» **Textauszug**:
++++++++++++++++++++

Schon seit langer Zeit möchte ich eine Flussreise auf der Donau mit einem Motorboot unternehmen.
Ich habe zu diesem Zweck letztes Jahr in Oberösterreich bei der Motorbootschule Martin Fichtenbauer einen Führerschein gemacht: das Schiffsführerpatent 10 m, inkl. Wasserstraßen.
Ich hatte zwar bereits vor einigen Jahren ein Patent für Motorboot binnen gemacht – leider jedoch in Tirol, und dieses ist auf Wasserstraßen nicht gültig. So habe ich ein weiteres mal die Schulbank gedrückt und mir das sogenannte „Donaupatent“ erarbeitet.
Wir haben uns dann mit Freunden zusammengeschlossen und die Motoryacht Julio bei der Firma Donauyachten in Untermühl an der Donau gebucht – für mich die erste Adresse, wenn es an der Donau um Yachtcharter für mehr-tages-Törns geht.
Nach einer erfolgreichen Anreise und Proviantierung an einem am Weg gelegenen Supermarkt sind wir in der Marina angekommen. Die Einfahrt zum Hafen war gar nicht so leicht zu finden, da die Boote in einem sehr idyllischen Naturhafen liegen. Doch Thomas, der Schiffseigner, hat uns schon beim Eingang sehr freundlich empfangen und uns herzlich willkommen geheißen. Kurz darauf entdeckten wir die Julio, die Motoryacht, auf der wir die nächsten Tage verbringen würden. Zwischen Biber und Hecht gelegen in diesem Naturidyll gehen wir an Bord und machen uns mit dem Boot vertraut. Nach Boarding und Sicherheitseinweisung durch mich an die Crew geht es auch gleich los – die Donau stromabwärts Richtung Aschach, wo wir auf unsere erste Schleuse treffen.

++++++++++++++++++++

» **Aufgabe 1**:
Schreibe aus dem Textauszug die Stelle ab, die bei den Worten „Nach einer erfolgreichen“ beginnt und nach „erste Schleuse treffen.“ endet.
» **Aufgabe 2**:
Übersetze bitte diesen Satz aus dem Textauszug ins Englische: „Kurz darauf entdeckten wir die Julio, die Motoryacht, auf der wir die nächsten Tage verbringen würden.“
Stütze dich ausschließlich auf den Textauszug.

» **Angezeigte Zeilen**:
++++++++++++++++++++

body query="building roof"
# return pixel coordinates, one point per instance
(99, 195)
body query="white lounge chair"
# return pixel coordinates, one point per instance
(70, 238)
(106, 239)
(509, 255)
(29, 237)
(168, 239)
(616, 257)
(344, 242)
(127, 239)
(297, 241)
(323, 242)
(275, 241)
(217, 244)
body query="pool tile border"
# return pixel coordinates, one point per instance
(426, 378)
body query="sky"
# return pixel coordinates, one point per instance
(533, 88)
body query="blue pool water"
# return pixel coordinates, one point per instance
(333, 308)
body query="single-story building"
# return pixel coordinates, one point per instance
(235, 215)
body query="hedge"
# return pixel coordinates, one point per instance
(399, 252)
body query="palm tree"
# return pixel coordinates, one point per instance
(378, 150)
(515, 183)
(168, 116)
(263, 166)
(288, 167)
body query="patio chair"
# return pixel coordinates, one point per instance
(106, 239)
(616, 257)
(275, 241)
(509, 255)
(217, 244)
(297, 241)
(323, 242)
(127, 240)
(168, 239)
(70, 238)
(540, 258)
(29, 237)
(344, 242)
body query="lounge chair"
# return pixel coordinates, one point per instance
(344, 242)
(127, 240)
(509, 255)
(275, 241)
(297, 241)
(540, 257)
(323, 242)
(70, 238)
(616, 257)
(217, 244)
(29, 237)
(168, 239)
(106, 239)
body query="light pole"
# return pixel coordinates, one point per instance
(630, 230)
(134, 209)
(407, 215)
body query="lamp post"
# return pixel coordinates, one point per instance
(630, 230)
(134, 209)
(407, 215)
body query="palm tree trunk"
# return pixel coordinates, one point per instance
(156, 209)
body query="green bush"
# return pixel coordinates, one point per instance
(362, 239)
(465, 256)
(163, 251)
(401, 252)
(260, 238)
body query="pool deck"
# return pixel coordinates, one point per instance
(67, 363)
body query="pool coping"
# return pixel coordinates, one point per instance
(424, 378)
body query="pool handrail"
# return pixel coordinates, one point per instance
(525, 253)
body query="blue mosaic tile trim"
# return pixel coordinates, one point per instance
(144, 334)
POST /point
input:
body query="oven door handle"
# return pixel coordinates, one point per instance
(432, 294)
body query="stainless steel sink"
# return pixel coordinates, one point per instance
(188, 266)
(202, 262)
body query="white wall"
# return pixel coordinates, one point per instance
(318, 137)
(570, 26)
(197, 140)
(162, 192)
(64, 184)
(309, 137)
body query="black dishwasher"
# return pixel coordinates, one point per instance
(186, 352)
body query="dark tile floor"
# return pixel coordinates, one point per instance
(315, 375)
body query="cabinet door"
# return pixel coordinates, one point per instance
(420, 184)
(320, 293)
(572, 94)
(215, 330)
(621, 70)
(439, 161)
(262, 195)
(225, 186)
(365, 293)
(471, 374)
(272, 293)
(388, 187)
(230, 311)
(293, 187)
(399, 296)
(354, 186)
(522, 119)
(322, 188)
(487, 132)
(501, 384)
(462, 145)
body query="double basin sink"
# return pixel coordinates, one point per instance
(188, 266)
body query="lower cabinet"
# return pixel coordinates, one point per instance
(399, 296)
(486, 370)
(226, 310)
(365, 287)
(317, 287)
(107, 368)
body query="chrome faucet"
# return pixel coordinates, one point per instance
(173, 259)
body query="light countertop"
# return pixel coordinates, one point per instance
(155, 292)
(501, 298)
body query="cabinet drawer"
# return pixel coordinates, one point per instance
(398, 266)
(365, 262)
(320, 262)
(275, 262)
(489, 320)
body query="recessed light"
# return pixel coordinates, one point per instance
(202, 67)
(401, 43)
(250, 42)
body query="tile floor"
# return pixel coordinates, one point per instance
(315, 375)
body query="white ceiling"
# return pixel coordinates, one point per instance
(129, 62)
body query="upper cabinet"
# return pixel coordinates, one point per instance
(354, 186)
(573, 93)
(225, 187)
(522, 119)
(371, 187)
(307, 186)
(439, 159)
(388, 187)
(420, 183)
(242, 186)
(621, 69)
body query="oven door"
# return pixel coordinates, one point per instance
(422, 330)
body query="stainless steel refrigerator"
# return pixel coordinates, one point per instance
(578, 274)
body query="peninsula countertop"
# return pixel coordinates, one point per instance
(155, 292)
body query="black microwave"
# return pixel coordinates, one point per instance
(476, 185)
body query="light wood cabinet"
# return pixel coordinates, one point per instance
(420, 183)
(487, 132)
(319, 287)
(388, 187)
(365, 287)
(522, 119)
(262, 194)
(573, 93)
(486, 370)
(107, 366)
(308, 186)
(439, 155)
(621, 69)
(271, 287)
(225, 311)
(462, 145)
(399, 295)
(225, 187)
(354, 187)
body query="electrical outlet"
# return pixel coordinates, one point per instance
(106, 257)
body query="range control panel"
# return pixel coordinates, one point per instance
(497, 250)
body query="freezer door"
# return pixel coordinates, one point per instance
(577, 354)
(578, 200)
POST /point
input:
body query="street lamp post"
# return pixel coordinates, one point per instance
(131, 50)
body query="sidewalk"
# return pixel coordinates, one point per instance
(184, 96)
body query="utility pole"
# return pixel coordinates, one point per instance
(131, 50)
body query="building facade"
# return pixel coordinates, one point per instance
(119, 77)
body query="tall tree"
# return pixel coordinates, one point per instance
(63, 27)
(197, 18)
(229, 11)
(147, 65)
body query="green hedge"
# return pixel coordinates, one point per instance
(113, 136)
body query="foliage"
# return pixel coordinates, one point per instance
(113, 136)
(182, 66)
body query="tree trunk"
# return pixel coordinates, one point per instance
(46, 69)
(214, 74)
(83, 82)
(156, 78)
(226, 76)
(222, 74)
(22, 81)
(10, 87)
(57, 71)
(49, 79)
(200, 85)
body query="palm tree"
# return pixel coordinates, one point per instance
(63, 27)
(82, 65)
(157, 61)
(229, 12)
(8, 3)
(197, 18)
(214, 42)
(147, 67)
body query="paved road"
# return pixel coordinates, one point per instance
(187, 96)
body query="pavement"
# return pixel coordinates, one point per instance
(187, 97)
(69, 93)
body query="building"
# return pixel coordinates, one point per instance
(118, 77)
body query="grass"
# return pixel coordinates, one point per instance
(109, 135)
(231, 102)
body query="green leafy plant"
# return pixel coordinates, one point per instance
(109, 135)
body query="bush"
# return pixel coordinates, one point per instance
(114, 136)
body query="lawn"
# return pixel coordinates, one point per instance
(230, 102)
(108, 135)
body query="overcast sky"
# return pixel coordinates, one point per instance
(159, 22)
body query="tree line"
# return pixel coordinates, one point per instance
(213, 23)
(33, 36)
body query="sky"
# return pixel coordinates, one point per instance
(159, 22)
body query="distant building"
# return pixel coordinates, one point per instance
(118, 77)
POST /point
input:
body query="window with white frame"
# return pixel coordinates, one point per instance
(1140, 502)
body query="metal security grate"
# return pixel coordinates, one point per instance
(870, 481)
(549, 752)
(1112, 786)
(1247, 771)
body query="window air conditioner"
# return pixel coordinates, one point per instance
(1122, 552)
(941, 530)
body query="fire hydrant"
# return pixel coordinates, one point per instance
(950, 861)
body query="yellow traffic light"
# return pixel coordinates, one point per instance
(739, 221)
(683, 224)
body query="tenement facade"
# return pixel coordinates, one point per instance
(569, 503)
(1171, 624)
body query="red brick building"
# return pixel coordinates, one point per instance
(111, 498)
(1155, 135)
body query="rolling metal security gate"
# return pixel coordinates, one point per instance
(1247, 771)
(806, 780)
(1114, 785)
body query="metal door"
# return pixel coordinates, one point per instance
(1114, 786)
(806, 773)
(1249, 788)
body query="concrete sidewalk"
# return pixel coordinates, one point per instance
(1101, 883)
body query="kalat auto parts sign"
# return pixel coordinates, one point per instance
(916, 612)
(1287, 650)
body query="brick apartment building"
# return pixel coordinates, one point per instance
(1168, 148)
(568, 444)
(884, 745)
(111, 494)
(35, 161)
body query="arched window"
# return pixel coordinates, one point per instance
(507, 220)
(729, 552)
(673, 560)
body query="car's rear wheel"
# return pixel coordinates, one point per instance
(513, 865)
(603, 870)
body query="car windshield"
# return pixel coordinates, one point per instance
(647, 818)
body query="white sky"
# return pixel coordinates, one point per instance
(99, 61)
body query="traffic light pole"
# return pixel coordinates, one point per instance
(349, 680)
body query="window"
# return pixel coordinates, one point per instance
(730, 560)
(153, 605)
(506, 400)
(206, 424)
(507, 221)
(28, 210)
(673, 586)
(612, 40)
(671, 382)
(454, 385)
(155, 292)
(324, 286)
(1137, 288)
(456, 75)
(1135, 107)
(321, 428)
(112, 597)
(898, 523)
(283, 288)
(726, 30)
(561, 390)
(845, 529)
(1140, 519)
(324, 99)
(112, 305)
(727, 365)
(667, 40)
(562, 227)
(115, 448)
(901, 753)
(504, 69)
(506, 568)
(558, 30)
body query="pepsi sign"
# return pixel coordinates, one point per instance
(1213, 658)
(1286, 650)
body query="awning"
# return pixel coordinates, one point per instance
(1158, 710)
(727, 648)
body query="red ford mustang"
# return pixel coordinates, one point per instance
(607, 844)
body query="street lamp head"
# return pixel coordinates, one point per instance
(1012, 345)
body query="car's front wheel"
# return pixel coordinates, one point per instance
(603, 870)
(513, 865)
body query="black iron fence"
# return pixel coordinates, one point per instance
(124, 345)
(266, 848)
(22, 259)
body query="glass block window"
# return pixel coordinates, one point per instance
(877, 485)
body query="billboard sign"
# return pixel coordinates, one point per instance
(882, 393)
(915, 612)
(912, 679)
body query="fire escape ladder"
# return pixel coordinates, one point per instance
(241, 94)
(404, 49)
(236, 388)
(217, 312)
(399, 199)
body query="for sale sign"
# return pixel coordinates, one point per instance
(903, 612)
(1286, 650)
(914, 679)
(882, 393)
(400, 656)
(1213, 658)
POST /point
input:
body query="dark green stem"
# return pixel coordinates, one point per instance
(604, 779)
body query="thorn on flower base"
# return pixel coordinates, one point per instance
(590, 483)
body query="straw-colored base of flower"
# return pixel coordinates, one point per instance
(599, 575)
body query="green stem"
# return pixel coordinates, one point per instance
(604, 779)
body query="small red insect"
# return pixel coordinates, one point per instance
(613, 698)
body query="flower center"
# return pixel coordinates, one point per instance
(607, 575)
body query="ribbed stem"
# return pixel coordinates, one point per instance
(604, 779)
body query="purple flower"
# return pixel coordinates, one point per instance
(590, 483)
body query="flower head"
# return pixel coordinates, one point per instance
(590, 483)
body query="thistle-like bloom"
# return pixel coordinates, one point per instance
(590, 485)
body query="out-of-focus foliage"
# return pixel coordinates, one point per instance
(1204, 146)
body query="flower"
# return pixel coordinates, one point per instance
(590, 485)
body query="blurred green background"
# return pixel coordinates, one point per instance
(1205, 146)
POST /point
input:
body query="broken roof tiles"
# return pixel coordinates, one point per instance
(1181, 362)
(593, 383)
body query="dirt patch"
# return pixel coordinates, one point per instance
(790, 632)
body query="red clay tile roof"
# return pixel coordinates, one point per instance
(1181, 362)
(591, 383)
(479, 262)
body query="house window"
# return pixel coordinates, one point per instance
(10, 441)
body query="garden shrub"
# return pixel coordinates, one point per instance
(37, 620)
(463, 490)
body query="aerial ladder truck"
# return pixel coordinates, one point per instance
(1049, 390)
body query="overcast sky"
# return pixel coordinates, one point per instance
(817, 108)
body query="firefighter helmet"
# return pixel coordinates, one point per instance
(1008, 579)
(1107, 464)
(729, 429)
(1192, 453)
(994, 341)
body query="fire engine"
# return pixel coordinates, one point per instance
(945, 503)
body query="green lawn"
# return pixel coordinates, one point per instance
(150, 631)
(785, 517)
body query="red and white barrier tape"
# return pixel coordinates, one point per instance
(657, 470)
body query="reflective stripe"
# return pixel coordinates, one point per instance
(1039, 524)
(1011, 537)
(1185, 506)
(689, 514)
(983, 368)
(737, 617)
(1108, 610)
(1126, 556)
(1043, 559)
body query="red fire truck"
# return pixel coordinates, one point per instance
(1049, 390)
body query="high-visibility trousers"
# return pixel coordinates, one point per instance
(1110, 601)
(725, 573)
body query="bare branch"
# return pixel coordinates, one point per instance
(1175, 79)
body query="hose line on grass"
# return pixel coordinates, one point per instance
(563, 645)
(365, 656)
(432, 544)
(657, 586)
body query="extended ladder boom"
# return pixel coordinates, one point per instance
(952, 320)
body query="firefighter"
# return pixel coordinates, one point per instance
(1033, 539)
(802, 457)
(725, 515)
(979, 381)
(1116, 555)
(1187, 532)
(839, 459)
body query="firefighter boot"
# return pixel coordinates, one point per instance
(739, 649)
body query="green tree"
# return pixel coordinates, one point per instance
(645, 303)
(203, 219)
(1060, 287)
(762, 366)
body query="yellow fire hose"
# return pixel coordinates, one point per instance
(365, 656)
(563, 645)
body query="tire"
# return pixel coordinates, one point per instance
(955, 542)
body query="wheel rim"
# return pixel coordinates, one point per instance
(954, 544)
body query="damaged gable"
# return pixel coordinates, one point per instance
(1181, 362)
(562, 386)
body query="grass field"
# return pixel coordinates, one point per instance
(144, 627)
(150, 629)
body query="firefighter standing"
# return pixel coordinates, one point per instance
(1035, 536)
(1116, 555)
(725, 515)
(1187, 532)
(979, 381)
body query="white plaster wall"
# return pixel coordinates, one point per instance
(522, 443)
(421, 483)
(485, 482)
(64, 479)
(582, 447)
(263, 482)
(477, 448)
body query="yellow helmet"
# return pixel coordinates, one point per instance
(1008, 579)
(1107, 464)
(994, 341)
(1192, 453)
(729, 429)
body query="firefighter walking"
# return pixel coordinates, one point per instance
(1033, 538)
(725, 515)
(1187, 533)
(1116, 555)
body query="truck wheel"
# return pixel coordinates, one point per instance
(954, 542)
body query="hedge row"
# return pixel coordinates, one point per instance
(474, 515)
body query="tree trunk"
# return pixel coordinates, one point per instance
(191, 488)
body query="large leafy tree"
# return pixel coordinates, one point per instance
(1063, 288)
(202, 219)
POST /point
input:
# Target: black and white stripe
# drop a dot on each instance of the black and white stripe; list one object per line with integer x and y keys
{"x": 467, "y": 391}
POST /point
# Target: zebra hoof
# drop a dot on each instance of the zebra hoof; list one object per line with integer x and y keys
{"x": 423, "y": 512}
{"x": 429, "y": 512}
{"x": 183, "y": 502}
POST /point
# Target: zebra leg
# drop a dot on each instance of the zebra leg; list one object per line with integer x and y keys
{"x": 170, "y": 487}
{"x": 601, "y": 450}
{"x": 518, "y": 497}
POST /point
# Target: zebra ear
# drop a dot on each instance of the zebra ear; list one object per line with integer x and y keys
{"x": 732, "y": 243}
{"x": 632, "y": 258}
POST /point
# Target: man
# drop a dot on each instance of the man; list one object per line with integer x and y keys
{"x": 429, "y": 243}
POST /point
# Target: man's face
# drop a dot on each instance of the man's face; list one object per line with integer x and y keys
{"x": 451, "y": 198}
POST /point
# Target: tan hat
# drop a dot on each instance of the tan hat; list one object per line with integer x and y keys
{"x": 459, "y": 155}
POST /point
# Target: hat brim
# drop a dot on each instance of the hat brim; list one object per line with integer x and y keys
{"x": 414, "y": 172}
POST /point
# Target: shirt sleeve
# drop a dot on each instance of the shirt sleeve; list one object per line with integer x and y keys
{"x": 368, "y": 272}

++++++++++++++++++++

» **Lösung 1**:
Nach einer erfolgreichen Anreise und Proviantierung an einem am Weg gelegenen Supermarkt sind wir in der Marina angekommen. Die Einfahrt zum Hafen war gar nicht so leicht zu finden, da die Boote in einem sehr idyllischen Naturhafen liegen. Doch Thomas, der Schiffseigner, hat uns schon beim Eingang sehr freundlich empfangen und uns herzlich willkommen geheißen. Kurz darauf entdeckten wir die Julio, die Motoryacht, auf der wir die nächsten Tage verbringen würden. Zwischen Biber und Hecht gelegen in diesem Naturidyll gehen wir an Bord und machen uns mit dem Boot vertraut. Nach Boarding und Sicherheitseinweisung durch mich an die Crew geht es auch gleich los – die Donau stromabwärts Richtung Aschach, wo wir auf unsere erste Schleuse treffen.

» **Lösung 2**:
Shortly afterward we spotted the Julio, the motor yacht on which we would spend the next few days.